# Emotiva UMC-1 Processor Giveaway Qualification Thread



## Sonnie (Apr 11, 2006)

*Win an Emotiva UMC-1 Processor Qualification Thread*









*Emotiva and Home Theater Shack*... have teamed up to give away yet another UMC-1 processor to one lucky winner! 

This is the unit I personally reviewed, but it has been very well taken care of and includes the latest firmware update.

*This giveaway is for supporting members and our currently active members who have been posting regularly and shown the desire to stick around on a regular basis and help us grow Home Theater Shack.
*


Qualification period is from _*TODAY through March 31, 2011*_.
*Qualifying members must already be registered and already have 50 posts as of December 31, 2010 to qualify.*
You MUST have an additional 25 posts during the qualification period. No post padding! 
You MUST have been active and have posted between October 1, 2010 and December 31, 2010.
*Exception*: Not Required for Supporting Members who donated prior to December 31, 2010.


*WARNING*: IF YOU DID NOT MAKE A POST FROM October 1, 2010 to December 31, 2010 AND DO NOT ALREADY HAVE 50 POSTS AS OF 12/31/2010, YOU *WILL NOT* QUALIFY FOR THIS GIVEAWAY!


The winner must be willing to post a user review here at Home Theater Shack within 60 days of receiving the unit.
Your audio/video equipment must be listed in our Home Theater Equipment forum.
Tell us that you are qualified and would like to be entered into the giveaway by posting in this thread below[/URL]. 

A random drawing will be held the first part of April 2011 from the qualified entries.

SHIPPING: Shipping cost to a USA address is included. If you are in foreign land and win the unit, you must provide a USA address for shipping. Someone else will have to be responsible for shipping to you.

_Qualifications are subject to amendment with notice posted here._


Best of luck... :T

*This is the QUALIFICATION THREAD ONLY... any comments or questions should be posted in the Emotiva UMC-1 Giveaway discussion thread.*


*DO NOT POST IN THIS THREAD UNTIL YOU ARE ACTUALLY QUALIFIED!*


----------



## TypeA (Aug 14, 2010)

Im qualified, please enter me in the giveaway.


----------



## patchesj (Jun 17, 2009)

I'm qualified, please enter me! Thanks!


----------



## koyaan (Mar 2, 2010)

I think I've qualified. Please sign me up.


----------



## dougc (Dec 19, 2009)

OOOOh sign me up please! I want a UMC-1 BAD!! I'm qualified.


----------



## engtaz (Jul 9, 2010)

- [Given records]
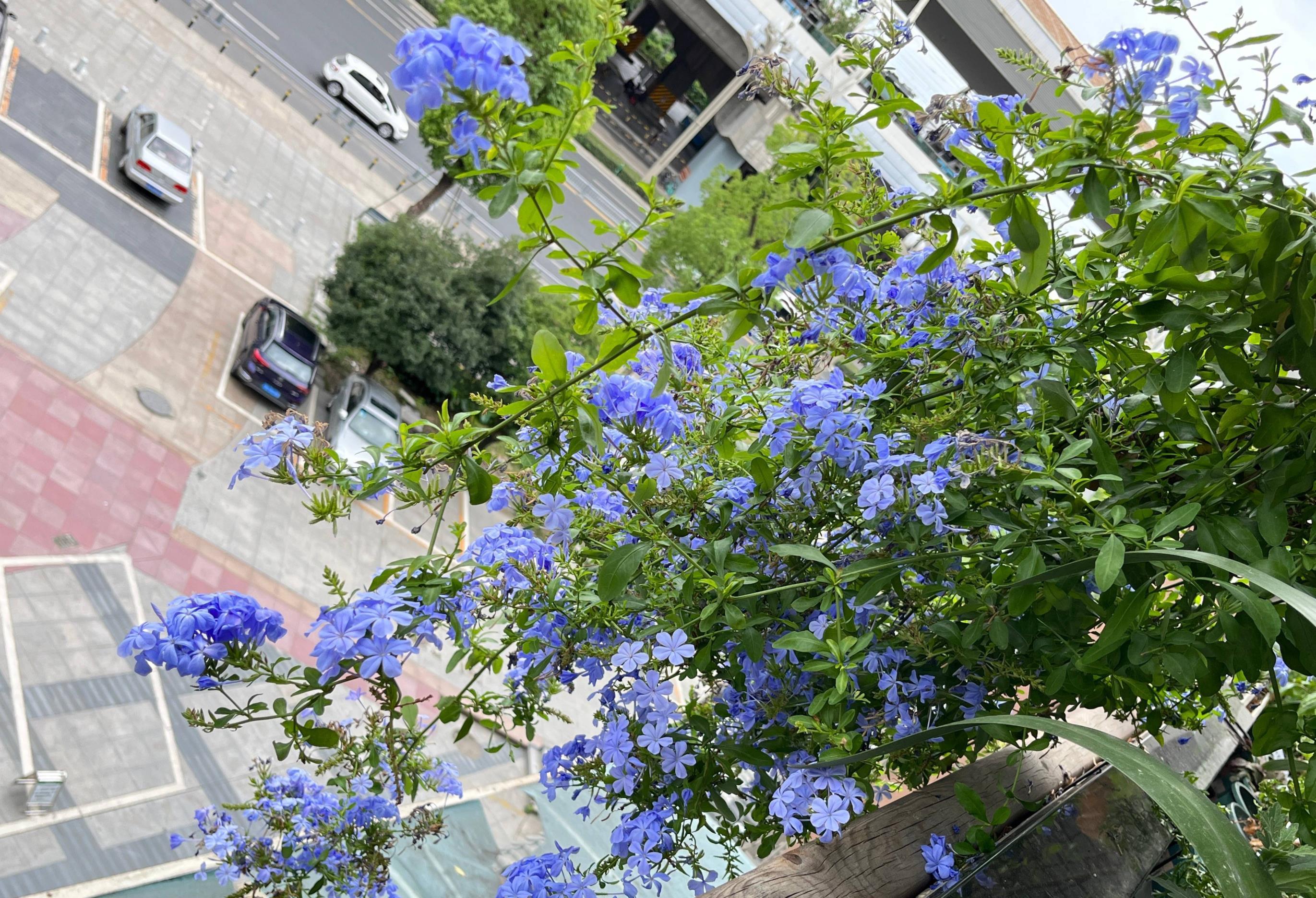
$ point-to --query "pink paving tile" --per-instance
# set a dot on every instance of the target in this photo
(12, 515)
(48, 512)
(174, 471)
(148, 566)
(171, 575)
(70, 475)
(47, 442)
(232, 581)
(91, 429)
(124, 430)
(25, 545)
(125, 513)
(61, 496)
(18, 495)
(153, 450)
(148, 545)
(37, 461)
(40, 380)
(160, 515)
(28, 407)
(27, 476)
(181, 555)
(65, 412)
(98, 416)
(166, 494)
(54, 426)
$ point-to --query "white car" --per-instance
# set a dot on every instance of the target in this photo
(158, 154)
(362, 414)
(349, 78)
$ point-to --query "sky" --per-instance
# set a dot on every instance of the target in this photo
(1293, 20)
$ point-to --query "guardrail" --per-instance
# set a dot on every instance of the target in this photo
(232, 38)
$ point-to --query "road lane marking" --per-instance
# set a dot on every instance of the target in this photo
(390, 19)
(369, 19)
(257, 22)
(99, 141)
(199, 211)
(8, 69)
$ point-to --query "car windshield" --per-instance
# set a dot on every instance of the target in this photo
(288, 363)
(170, 154)
(373, 430)
(299, 338)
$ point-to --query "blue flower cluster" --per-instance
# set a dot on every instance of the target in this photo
(940, 860)
(199, 630)
(308, 830)
(440, 65)
(1144, 62)
(273, 446)
(553, 874)
(364, 633)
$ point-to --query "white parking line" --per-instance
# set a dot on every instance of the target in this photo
(199, 211)
(24, 738)
(254, 20)
(45, 145)
(99, 142)
(27, 767)
(227, 373)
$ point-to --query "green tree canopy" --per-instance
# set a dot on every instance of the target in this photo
(418, 300)
(703, 244)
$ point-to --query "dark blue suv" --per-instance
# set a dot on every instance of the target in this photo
(277, 353)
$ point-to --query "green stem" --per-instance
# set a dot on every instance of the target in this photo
(937, 207)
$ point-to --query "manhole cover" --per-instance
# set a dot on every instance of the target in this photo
(155, 402)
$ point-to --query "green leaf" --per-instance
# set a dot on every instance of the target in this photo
(619, 568)
(1177, 520)
(323, 737)
(1023, 231)
(503, 200)
(1289, 595)
(1110, 563)
(1262, 613)
(1097, 195)
(811, 553)
(801, 641)
(479, 484)
(1224, 852)
(971, 801)
(612, 355)
(1180, 371)
(1128, 613)
(943, 251)
(1276, 729)
(1273, 520)
(808, 228)
(547, 353)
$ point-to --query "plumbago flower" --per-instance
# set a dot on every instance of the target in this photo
(887, 483)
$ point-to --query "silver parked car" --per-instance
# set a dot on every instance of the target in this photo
(362, 414)
(158, 154)
(349, 78)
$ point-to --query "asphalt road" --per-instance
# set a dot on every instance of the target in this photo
(306, 33)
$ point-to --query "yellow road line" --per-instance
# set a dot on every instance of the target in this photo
(7, 89)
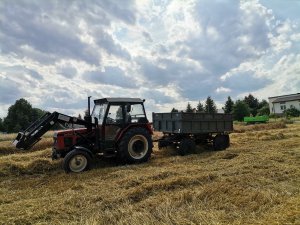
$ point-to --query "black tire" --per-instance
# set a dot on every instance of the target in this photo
(135, 146)
(220, 142)
(186, 146)
(77, 161)
(227, 140)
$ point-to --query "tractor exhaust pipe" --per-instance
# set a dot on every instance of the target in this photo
(89, 105)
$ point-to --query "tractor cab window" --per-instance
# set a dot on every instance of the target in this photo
(135, 113)
(115, 115)
(99, 112)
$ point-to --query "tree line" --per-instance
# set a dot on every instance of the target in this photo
(20, 115)
(249, 106)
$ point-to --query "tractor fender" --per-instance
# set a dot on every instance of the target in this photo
(84, 149)
(145, 126)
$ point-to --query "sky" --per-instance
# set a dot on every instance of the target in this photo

- [What is asked]
[1] Copy the giveaway thread starting at "The winner must" and ending at "the qualified entries.", swapping "60 days" for "90 days".
[2] Answer from the giveaway thread:
(a) On what date does the qualification period end?
(b) How many additional posts must a member make during the qualification period?
(c) When will the random drawing be held?
The rows stand apart from the giveaway thread.

- [Solutions to each task]
[1]
The winner must be willing to post a user review here at Home Theater Shack within 90 days of receiving the unit.
Your audio/video equipment must be listed in our Home Theater Equipment forum.
Tell us that you are qualified and would like to be entered into the giveaway by posting in this thread below[/URL]. 

A random drawing will be held the first part of April 2011 from the qualified entries.

[2]
(a) March 31, 2011
(b) 25
(c) The first part of April 2011